Task goal> Look at the entries below and reproduce them exactly.

Data to use>

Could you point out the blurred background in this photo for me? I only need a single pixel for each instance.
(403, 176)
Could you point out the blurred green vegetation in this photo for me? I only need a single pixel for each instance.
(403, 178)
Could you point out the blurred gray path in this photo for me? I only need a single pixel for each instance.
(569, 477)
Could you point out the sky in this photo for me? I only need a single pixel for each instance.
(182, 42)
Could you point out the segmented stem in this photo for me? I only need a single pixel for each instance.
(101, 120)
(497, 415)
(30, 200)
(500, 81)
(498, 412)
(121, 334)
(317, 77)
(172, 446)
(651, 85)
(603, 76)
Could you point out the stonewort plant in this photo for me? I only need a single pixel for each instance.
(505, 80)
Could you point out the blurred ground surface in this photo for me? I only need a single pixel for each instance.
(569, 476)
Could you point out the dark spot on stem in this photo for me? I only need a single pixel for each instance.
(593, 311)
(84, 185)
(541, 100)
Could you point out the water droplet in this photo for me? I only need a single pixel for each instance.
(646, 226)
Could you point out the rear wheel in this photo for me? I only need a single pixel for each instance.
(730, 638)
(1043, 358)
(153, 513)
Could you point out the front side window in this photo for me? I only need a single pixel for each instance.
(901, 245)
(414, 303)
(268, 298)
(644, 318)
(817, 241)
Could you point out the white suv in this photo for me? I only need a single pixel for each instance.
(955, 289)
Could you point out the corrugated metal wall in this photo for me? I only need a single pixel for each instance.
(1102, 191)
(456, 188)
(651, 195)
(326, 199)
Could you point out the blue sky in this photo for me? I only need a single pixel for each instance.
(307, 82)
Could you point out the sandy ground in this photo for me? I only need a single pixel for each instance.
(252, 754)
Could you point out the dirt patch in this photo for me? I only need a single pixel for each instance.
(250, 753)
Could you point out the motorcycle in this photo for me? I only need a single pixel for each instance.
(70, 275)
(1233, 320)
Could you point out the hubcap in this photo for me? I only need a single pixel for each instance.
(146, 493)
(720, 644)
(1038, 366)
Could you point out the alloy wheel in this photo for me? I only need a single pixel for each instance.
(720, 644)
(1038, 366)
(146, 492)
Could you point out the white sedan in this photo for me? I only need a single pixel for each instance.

Result below>
Could you point out the blurred background in this photo for me? I only need a single pixel for each instance.
(403, 176)
Could you point out the blurred green vegetation in this photo for me? I only need a single pixel for each instance.
(403, 178)
Could you point out the blurred gray path in this photo for me? I only need a single pixel for each instance.
(569, 477)
Could you point out the sky in this photo for me? I only need a single pixel for each instance.
(182, 42)
Could you point out the segmented stem in this photo for me? I only need a single pixel for each instance.
(101, 120)
(497, 415)
(30, 200)
(500, 81)
(498, 412)
(121, 334)
(317, 77)
(172, 446)
(651, 85)
(603, 76)
Could you point out the stonewort plant in this photo for me? I only need a single pixel for each instance.
(505, 80)
Could you point out the blurred ground surface in this photo for me? I only need a single pixel for each instance.
(569, 476)
Could you point out the dark spot on stem in this photo for me? I only need a single pixel for each instance.
(593, 311)
(84, 185)
(541, 100)
Could you point out the water droplet in this photo for me? I only need a single pixel for each instance.
(646, 226)
Could you point out the rear wheel in this photo for me? I only need a single pixel for each instance.
(730, 638)
(1043, 358)
(153, 513)
Could you point out the front side window in this photo for me? I only need a single pixel for each instance.
(901, 245)
(414, 303)
(268, 298)
(644, 318)
(817, 241)
Could you point out the white suv in this photo for me? I only need a single pixel for each instance.
(955, 289)
Could you point out the corrugated metal wall in this photo for me? I only need a single pixel for each instance.
(1102, 191)
(456, 188)
(651, 195)
(326, 199)
Could you point out the blue sky in this photo for me? I only need a single pixel for each instance.
(307, 82)
Could you point out the sandy ground in this photo for me? I only need a single pixel for each instance.
(252, 754)
Could you point out the dirt patch in this photo for me? I only need a single pixel for each instance.
(250, 753)
Could you point out the motorcycle in this photo for me? I only need a single pixel for each instance.
(70, 275)
(1233, 320)
Could you point out the hubcap in this photo for me? I only need a single pixel for each instance.
(146, 493)
(720, 644)
(1038, 366)
Could you point out the alloy wheel in this photo for me? I only need a single pixel for each instance.
(720, 644)
(1038, 366)
(146, 492)
Could you point out the white sedan in this photo for me? I only need a single pixel for each instance.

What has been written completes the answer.